__SOURCE PASSAGE__.
· · · · ·
If you already have perl, then do perl all the way:

open(f1,"<file_1.txt");
open(f2,"<file_2.txt");
open(out,">new_file_1.txt");

while(<f1>) { last if /# Marker/; print out; } print out while(<f2>); print out while(<f1>);

close(out); close(f1); close(f2);

White Owl
  • 5,129
  • 1
    Hi, thank you for your answer. But I am not sure if I am doing something wrong or I explained my problem in a poor way. I saved it as a perl script and I am running it from my shell script and I am getting printed a lot of GLOBs and after that my program fails. Why is that? – Peksio Oct 11 '22 at 13:23
  • Oh, sorry, it should be filehandles, not references to them: print $h $_ vs print h. Code corrected. – White Owl Oct 11 '22 at 14:58
0

Merging files with awk is actually trivial:

awk 'NR==FNR {if ($1 == "#" && $2 == "Marker") while((getline a<ARGV[2]) > 0) print a; else print}' file_1.txt file_2.txt > out
  • NR==FNR Is an awk trick to ensure we operate only on the first file. Check this answer for more information on NR & FNR
  • {if ($1 == "#" && $2 == "Marker")else print} : Parse the first file and output all line when # Marker is not found.
  • while((getline a<ARGV[2]) > 0) print a; Parse the content of ARGV[2] (here it is file_2.txt) and output it.
  • > out is a shell redirect and write the output of this command in the out file (and create the file if it does not exist.

The result :

$ awk 'NR==FNR {if ($1 == "#" && $2 == "Marker") while((getline a<ARGV[2]) > 0) print a; else print}' file_1.txt file_2.txt
# Some comment
some_variable="test"
some other things

Marker

Some other comment

other_variable_1="test"

Some totally other comment

other_variable_2="test"

More things!@#$%^

0

Using sed

$ sed -Ee '/Marker/{e cat file_2.txt' -e ';d}' file_1.txt
# Some comment
some_variable="test"
some other things

Marker

Some other comment

other_variable_1="test"

Some totally other comment

other_variable_2="test"

More things!@#$%^

sseLtaH
  • 2,786
  • The e command seems to insert a shell command to the output, interesting. A GNU extension? But it doesn't show in the man page … where is a documentation? Anyhow, what is the advantage of e echo over the standard r? – Philippos Oct 12 '22 at 06:17
  • @Philippos No advantage as far as I can tell, I just prefer to use it as it is more flexible than r allowing for more than just read operations. Your answer is essentially exactly the same as mine – sseLtaH Oct 12 '22 at 07:32
  • Well, mine is portable and adds an explanation. My question was serious: Where can I find a documentation of the e command? Why is it not included in the man page? Since which version does it work? Are there any security concerns? – Philippos Oct 12 '22 at 10:54
0

Using Raku (formerly known as Perl_6)
· · · · ·
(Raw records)

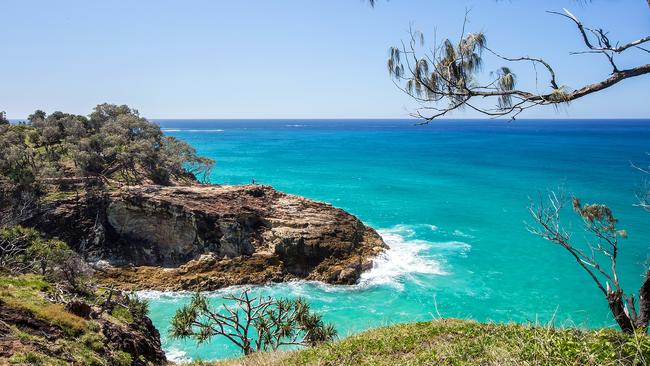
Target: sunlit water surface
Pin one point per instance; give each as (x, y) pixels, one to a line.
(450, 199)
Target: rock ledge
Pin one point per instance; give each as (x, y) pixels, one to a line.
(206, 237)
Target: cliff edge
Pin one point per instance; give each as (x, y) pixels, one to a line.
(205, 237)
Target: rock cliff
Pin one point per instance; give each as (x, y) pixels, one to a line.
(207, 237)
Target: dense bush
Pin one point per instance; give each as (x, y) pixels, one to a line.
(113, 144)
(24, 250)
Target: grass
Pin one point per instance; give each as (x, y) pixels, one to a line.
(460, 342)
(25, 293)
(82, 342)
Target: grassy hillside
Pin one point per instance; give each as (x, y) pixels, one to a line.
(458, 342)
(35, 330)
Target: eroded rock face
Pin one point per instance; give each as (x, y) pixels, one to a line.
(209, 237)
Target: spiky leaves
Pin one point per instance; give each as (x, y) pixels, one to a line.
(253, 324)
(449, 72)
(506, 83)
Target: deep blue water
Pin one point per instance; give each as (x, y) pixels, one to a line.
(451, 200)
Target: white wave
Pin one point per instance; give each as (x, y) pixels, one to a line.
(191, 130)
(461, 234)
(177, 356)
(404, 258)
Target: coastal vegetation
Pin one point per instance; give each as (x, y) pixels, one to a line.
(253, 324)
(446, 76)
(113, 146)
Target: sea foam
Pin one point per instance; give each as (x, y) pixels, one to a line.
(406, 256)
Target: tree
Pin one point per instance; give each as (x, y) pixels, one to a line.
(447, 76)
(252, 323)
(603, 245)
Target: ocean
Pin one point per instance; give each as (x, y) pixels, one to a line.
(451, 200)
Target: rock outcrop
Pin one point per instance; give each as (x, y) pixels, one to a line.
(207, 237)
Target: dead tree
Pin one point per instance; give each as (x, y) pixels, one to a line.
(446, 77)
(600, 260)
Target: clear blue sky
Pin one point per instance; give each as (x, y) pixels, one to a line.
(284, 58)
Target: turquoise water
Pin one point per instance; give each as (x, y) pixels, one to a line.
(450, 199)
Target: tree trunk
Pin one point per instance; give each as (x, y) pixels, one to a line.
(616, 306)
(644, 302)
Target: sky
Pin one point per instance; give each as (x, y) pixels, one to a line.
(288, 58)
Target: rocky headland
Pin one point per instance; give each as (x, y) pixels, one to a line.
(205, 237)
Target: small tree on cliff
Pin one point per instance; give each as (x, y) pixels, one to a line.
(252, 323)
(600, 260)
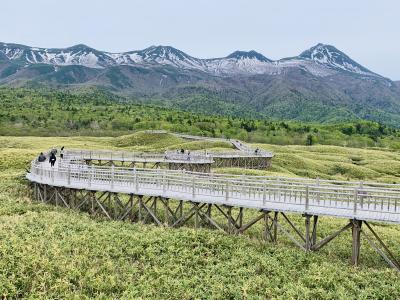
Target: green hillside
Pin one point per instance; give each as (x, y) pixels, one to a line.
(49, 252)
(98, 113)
· · · · ·
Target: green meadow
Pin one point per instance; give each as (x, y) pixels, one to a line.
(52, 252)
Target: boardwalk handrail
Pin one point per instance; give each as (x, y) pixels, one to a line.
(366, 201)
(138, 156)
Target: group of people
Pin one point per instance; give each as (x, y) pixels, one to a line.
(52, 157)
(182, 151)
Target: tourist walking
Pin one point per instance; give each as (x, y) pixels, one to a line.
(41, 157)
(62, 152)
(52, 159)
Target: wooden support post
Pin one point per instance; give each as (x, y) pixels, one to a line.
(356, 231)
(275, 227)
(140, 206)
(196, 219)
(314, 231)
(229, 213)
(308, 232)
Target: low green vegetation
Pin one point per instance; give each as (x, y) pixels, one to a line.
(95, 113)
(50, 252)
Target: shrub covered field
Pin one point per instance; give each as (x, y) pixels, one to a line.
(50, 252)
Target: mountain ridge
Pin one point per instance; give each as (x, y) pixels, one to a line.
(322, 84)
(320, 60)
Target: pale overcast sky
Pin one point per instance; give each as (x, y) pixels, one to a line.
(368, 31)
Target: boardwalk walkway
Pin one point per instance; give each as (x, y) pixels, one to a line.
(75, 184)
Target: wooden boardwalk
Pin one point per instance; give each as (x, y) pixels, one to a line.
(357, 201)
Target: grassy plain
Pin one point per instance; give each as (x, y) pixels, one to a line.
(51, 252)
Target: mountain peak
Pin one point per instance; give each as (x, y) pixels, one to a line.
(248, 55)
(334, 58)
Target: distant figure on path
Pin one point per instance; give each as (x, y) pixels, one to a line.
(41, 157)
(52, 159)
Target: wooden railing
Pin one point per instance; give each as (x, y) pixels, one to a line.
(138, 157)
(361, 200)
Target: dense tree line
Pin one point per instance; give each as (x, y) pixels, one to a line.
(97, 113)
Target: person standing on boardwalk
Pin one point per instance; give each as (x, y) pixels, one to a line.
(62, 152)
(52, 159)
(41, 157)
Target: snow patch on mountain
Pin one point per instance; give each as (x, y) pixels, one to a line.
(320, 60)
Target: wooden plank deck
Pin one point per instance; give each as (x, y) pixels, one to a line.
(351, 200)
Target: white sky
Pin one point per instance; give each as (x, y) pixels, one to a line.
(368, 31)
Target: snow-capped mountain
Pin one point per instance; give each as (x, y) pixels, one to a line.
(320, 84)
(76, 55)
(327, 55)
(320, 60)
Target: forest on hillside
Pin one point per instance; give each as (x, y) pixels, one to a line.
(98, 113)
· · · · ·
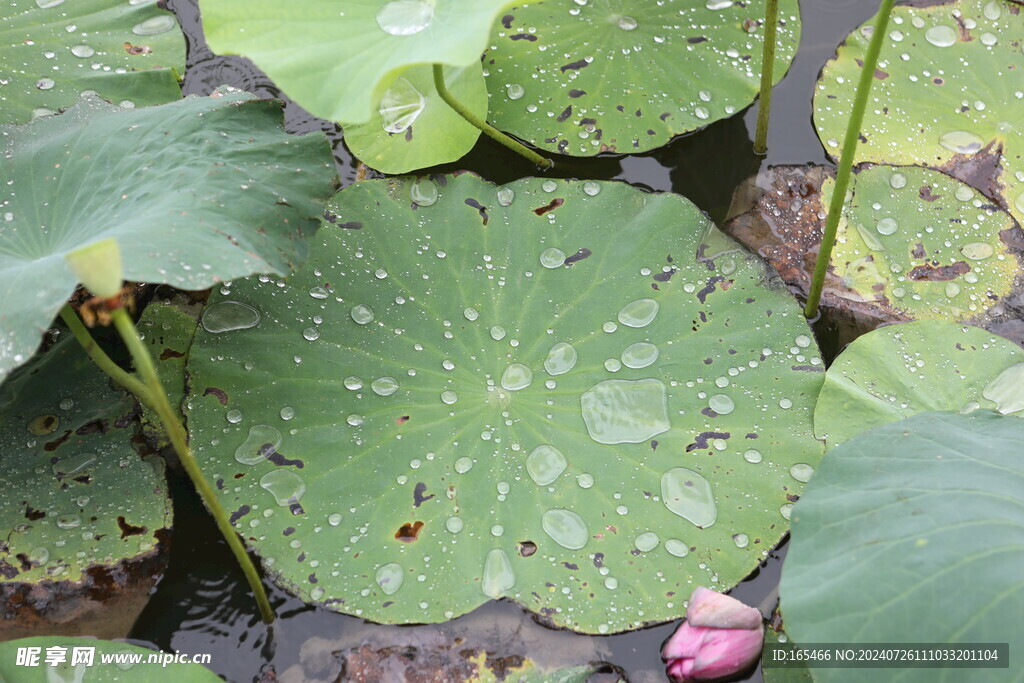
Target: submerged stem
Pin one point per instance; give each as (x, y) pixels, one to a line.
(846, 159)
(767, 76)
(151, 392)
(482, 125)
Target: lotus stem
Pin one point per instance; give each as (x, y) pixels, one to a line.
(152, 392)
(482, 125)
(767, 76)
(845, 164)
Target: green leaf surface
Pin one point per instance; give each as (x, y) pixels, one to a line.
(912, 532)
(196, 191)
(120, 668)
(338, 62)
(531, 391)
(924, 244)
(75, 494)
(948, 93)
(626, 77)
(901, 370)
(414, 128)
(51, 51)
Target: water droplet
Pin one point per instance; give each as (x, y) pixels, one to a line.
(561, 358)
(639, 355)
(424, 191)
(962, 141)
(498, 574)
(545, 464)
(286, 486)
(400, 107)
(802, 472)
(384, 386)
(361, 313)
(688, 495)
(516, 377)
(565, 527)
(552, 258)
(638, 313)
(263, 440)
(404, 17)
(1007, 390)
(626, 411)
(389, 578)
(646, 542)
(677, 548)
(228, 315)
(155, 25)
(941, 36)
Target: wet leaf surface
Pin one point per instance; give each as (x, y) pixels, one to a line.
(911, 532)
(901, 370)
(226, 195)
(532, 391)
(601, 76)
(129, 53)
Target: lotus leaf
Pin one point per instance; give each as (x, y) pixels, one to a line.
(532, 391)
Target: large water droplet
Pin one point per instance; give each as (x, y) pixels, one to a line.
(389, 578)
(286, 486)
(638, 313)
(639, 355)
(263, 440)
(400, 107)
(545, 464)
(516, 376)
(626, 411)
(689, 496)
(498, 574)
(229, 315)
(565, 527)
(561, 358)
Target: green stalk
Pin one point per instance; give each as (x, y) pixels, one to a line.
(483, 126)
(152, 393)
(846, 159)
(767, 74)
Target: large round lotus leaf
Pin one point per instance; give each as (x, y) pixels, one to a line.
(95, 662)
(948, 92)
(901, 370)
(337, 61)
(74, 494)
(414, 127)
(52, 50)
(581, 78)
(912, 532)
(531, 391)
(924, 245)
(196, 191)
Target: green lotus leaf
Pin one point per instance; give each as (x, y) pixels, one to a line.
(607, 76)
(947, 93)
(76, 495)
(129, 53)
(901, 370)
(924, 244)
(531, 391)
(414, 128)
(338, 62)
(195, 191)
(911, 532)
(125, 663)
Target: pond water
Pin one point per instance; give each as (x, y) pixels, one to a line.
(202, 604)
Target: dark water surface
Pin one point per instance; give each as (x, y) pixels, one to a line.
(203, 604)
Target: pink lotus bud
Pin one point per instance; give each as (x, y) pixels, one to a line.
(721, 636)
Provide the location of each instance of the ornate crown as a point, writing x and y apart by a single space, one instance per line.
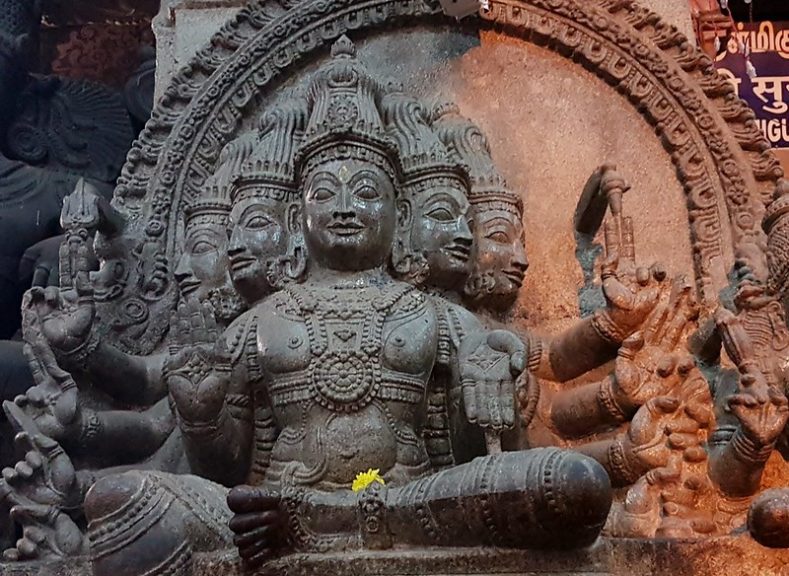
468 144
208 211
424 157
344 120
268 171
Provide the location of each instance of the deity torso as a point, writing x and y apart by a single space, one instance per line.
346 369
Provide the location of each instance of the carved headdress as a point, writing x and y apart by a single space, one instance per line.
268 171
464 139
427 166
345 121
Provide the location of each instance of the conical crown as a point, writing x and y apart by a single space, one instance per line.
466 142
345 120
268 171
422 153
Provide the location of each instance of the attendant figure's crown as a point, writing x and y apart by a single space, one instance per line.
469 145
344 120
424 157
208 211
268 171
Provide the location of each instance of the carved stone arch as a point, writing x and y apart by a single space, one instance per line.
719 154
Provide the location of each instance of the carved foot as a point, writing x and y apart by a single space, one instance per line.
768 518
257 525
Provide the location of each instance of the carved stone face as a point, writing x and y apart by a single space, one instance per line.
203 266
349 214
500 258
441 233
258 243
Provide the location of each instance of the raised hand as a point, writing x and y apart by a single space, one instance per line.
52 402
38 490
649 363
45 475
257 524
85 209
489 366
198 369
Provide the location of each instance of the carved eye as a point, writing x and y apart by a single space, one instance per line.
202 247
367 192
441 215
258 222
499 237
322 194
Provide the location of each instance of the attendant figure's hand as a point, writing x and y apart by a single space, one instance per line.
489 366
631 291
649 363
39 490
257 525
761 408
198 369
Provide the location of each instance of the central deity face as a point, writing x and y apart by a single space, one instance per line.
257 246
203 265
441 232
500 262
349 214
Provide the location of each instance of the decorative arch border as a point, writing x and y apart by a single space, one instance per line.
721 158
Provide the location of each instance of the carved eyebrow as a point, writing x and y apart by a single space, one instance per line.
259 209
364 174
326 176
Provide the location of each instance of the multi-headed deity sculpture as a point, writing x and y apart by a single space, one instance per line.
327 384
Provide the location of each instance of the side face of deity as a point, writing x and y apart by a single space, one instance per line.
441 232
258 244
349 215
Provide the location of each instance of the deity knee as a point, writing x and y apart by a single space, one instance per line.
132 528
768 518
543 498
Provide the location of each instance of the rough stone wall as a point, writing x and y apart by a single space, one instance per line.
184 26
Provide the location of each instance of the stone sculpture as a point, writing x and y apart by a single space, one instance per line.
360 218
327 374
· · · · ·
__GIVEN INSTRUCTION 1__. According to the file-merging thread, what is the purpose of NR==FNR in the awk command?
__GIVEN INSTRUCTION 2__. Please carry on the file-merging thread from its final line.
The listing has no connection to the file-merging thread.

__TASK RESULT 1__. It ensures the command operates only on the first file.

__TASK RESULT 2__.
my $f1  =  open :r, 'Peksio1.txt';
my $f2  =  open :r, 'Peksio2.txt';
my $out =  open :w, 'Peksio_out.txt';

for ($f1.lines) { last if / ^ "#" \s Marker $ /; $out.put($_); };

$out.put($) for $f2.lines; $out.put($) for $f1.lines;

close($f1); close($f2); close($out);

Above is a direct translation of the Perl(5) answer posted by @White_Owl. The two source files are opened for :r reading, while the destination file is opened for :w writing. The keyword for is used to iterate over lines of the first file, breaking out of the loop with last when the full Marker line is encountered.

[Note: The Marker regex can be changed to make it more/less stringent. Also note: the # octothorpe must be double-quoted to be recognized as a literal character (backslashing won't work). This is probably due to the ability to add within-regex comments via #].

The destination file $out has lines (referenced as the $_ topic variable) put into it, until no lines remain.

Sample Output:

# Some comment
some_variable="test"
some other things

Marker

Some other comment

other_variable_1="test"

Some totally other comment

other_variable_2="test"

More things!@#$%^

https://docs.raku.org/language/101-basics
https://raku.org

jubilatious1
  • 3,195
  • 8
  • 17
0

Why not a simple standard sed solution?

sed -e '/# Marker/{r file_2.txt' -e 'd;}' file_1.txt

The read command inserts a file without caring for special characters. Additionally, you need to delete the duplicate # Marker line.

Philippos
  • 13,453
0

Using any awk:

$ awk 'NR==FNR{new=new sep $0; sep=ORS; next} /# Marker/{$0=new} 1' file_2.txt file_1.txt
# Some comment
some_variable="test"
some other things

Marker

Some other comment

other_variable_1="test"

Some totally other comment

other_variable_2="test"

More things!@#$%^

$ awk 'NR==FNR{new=new sep $0; sep=ORS; next} /# Marker/{$0=new} 1' file_1.txt file_2.txt
# Some comment
some_variable="test"
some other things

Marker

More things!@#$%^

Some other comment

other_variable_1="test"

Some totally other comment

other_variable_2="test"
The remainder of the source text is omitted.